[Named-object pointing records]
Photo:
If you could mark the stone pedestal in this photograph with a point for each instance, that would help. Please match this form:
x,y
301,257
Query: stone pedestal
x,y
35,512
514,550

◆ WORK TO DO ◆
Retype the records above line for line, with no changes.

◆ WRITTEN ANSWER ◆
Photo:
If you could mark the stone pedestal in this photograph with a point for each instance, that would help. Please match this form:
x,y
301,257
Query: stone pedestal
x,y
35,512
514,550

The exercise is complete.